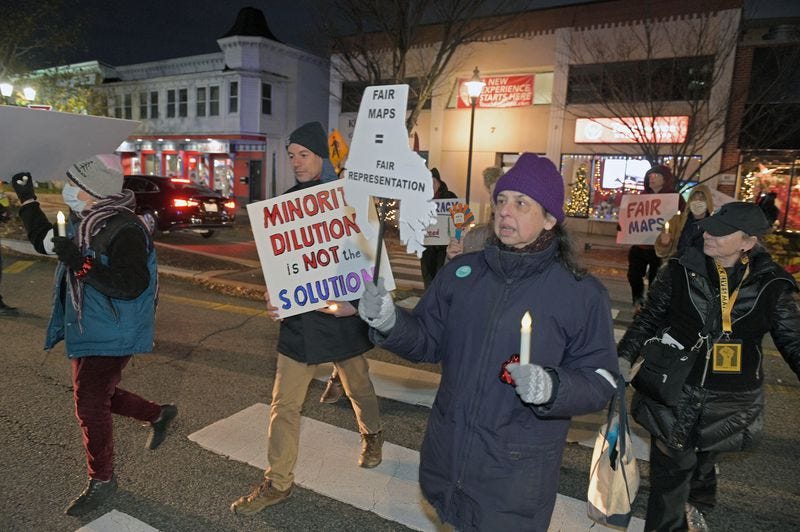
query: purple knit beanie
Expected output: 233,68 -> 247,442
492,153 -> 564,223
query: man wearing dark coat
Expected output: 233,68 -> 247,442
231,122 -> 383,515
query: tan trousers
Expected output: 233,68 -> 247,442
264,353 -> 381,491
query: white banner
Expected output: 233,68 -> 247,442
423,198 -> 464,246
0,105 -> 139,181
247,180 -> 395,318
617,193 -> 678,245
344,85 -> 436,258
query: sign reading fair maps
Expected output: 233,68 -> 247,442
247,180 -> 395,318
617,194 -> 678,245
344,85 -> 436,258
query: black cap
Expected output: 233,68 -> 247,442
289,122 -> 330,159
697,201 -> 769,236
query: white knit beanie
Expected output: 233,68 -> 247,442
67,153 -> 123,198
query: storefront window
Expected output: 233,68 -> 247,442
739,151 -> 800,232
164,153 -> 183,177
213,159 -> 233,197
561,154 -> 700,222
142,153 -> 161,175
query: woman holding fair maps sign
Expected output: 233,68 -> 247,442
619,202 -> 800,530
359,153 -> 618,531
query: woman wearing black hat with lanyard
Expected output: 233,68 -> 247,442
618,202 -> 800,531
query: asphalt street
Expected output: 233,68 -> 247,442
0,225 -> 800,531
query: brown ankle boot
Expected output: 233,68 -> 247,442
358,430 -> 383,469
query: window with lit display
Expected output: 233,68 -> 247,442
561,154 -> 700,222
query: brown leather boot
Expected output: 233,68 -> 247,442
358,430 -> 383,469
231,478 -> 293,515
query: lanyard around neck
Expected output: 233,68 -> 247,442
714,261 -> 750,333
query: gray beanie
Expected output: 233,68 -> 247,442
67,154 -> 123,198
289,122 -> 330,159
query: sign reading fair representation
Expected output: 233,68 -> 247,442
344,85 -> 436,258
247,181 -> 395,318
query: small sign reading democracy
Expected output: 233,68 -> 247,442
247,181 -> 394,318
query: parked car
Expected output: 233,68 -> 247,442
122,175 -> 236,238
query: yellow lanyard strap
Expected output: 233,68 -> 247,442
714,261 -> 750,334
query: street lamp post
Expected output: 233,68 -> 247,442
465,67 -> 486,205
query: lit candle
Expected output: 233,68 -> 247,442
519,311 -> 533,365
56,211 -> 67,236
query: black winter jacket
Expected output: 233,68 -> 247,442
618,247 -> 800,451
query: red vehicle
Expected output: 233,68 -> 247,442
122,175 -> 236,238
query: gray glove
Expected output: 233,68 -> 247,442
11,172 -> 36,203
506,363 -> 553,405
619,357 -> 631,382
358,277 -> 397,334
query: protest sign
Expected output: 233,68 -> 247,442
0,105 -> 139,181
344,85 -> 436,256
247,180 -> 395,318
617,194 -> 678,245
424,198 -> 464,246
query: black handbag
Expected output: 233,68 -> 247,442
631,338 -> 697,406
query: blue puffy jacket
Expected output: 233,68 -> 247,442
371,243 -> 618,531
44,215 -> 158,358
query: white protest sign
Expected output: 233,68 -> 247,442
423,198 -> 464,246
247,180 -> 395,318
345,85 -> 436,258
0,105 -> 139,181
617,193 -> 678,245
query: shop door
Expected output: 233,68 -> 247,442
249,161 -> 264,203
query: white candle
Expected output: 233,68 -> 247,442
519,311 -> 533,365
56,211 -> 67,236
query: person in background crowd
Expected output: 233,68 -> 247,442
758,192 -> 780,227
628,165 -> 683,313
359,153 -> 619,532
0,186 -> 18,316
231,122 -> 383,515
11,155 -> 178,516
618,202 -> 800,531
419,168 -> 458,289
447,166 -> 503,260
655,185 -> 714,258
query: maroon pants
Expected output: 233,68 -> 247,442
72,356 -> 161,481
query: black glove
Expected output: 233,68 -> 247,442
11,172 -> 36,203
53,236 -> 84,272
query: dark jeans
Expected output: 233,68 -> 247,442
419,246 -> 447,288
628,246 -> 661,305
72,356 -> 161,481
644,438 -> 719,532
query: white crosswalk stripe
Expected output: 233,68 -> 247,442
189,403 -> 644,532
75,510 -> 158,532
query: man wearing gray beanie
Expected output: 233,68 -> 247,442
358,153 -> 618,530
231,122 -> 383,516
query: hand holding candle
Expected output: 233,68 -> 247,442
56,211 -> 67,236
519,311 -> 533,365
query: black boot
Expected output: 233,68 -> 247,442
0,297 -> 19,316
64,476 -> 117,516
145,405 -> 178,451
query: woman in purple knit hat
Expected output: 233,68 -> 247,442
359,153 -> 618,531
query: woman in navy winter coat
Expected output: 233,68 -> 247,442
359,153 -> 618,531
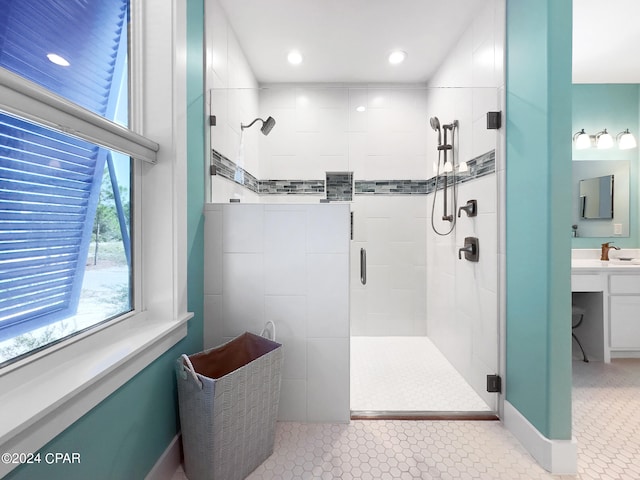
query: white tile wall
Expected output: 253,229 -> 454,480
351,195 -> 427,336
427,0 -> 504,408
205,0 -> 260,202
260,85 -> 427,179
204,203 -> 350,422
207,0 -> 504,419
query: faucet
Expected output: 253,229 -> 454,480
600,242 -> 620,261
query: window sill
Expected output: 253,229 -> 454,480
0,313 -> 193,478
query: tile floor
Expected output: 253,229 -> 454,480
172,359 -> 640,480
351,337 -> 490,412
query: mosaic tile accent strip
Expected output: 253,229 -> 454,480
355,150 -> 496,195
211,149 -> 259,193
211,149 -> 496,197
355,180 -> 433,195
259,180 -> 324,195
327,172 -> 353,202
211,149 -> 325,195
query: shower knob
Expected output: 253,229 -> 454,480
458,200 -> 478,218
458,237 -> 480,262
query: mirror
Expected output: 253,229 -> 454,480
573,160 -> 630,238
579,175 -> 614,219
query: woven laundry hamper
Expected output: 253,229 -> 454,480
176,332 -> 282,480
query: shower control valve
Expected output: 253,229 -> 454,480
458,237 -> 480,262
458,200 -> 478,218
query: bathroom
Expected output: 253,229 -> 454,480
2,1 -> 631,478
204,0 -> 505,422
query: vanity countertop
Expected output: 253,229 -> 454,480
571,249 -> 640,273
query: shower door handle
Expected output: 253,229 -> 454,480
360,248 -> 367,285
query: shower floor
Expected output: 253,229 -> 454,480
351,336 -> 492,416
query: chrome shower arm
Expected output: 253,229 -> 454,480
240,118 -> 264,130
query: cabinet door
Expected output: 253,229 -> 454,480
609,296 -> 640,350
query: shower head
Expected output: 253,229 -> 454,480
240,117 -> 276,135
260,117 -> 276,135
429,117 -> 442,145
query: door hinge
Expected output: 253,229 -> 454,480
487,375 -> 502,393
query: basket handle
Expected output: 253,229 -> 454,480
182,353 -> 202,388
260,320 -> 276,342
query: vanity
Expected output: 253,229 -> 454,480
571,249 -> 640,363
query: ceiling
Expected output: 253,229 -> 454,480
573,0 -> 640,83
219,0 -> 640,83
220,0 -> 486,83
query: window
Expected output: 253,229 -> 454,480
0,0 -> 144,366
0,0 -> 188,477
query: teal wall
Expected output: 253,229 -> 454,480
571,84 -> 640,248
505,0 -> 572,440
5,0 -> 205,480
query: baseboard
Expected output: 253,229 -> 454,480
145,434 -> 182,480
503,401 -> 578,475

# # # # # # #

#### [Do this]
Work out how many lines in the items above contain the string "wall". Reply with that number alone.

#### [Output of the task]
2